* [The exercise]:
Reproduce every line of the items below verbatim, omitting the pictures.

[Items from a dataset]
---------------
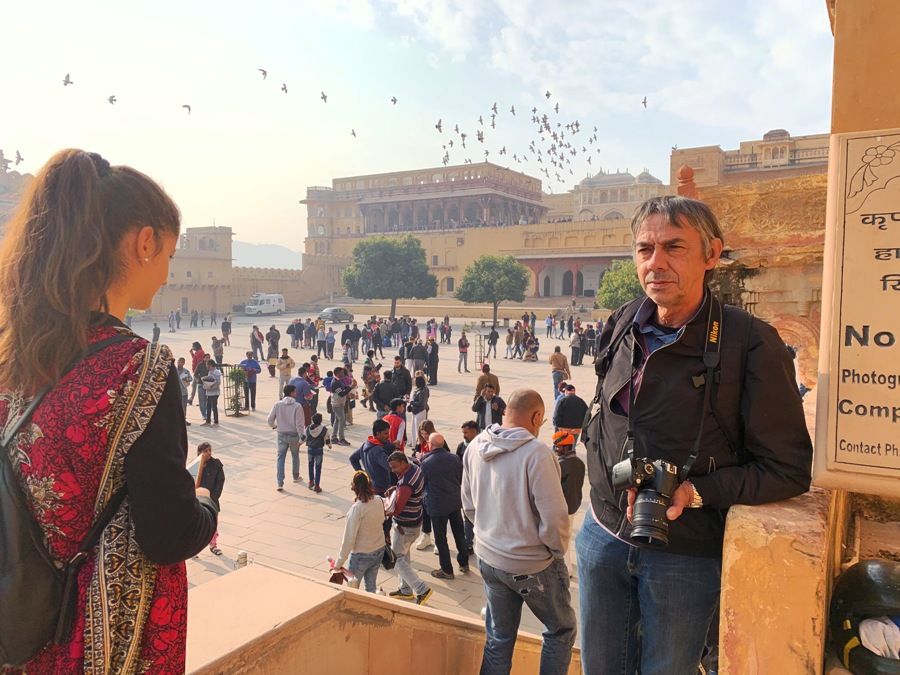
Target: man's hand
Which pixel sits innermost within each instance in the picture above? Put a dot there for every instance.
(682, 498)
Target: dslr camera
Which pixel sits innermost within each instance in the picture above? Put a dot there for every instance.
(656, 481)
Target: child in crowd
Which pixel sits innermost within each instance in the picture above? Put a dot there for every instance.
(316, 437)
(213, 479)
(572, 478)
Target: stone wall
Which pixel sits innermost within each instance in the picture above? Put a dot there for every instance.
(775, 230)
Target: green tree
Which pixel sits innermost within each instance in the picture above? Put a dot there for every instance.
(619, 285)
(493, 279)
(389, 268)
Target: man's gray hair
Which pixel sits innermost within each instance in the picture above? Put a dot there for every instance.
(677, 211)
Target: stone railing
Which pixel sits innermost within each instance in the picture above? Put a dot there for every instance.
(259, 620)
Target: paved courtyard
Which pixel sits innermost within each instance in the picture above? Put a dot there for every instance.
(295, 529)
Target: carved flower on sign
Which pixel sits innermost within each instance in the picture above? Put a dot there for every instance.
(865, 176)
(879, 156)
---------------
* [Correct output]:
Target: man's hand
Which pixel sits innermost within each instance in the picture above? Put a dot there for every instance.
(682, 498)
Target: dslr camera
Which pixel sits innermost within each instance in the picture above? Put a dot there for every instance.
(656, 481)
Target: child in crowd
Which pixel sits innermost within each instance in the picture above? Put a dot there for every instance.
(316, 437)
(213, 479)
(572, 478)
Target: stone wall
Which pixel sits innermost within each instance in the picture above? Put a dot there for every instance.
(775, 230)
Target: green tree
Which pixel sits innermost within each instance in the picture above? Put a dot there for every instance.
(619, 285)
(493, 279)
(389, 268)
Target: man's gray hair
Which pixel sits innermost within each instance in the picture above? Put a dot there for every instance.
(677, 211)
Target: stone railing
Which pixel sits innermost within each instance in the picture above? Put a dot there for every instance.
(259, 620)
Target: paved courtyard
Which pixel sits innermost within each instance in the picture above? Put a dot there for every instance.
(295, 529)
Target: carved flower on sign
Which pixel sits innermost within each instance in the picture above? Put a dot there for every instance.
(865, 176)
(879, 156)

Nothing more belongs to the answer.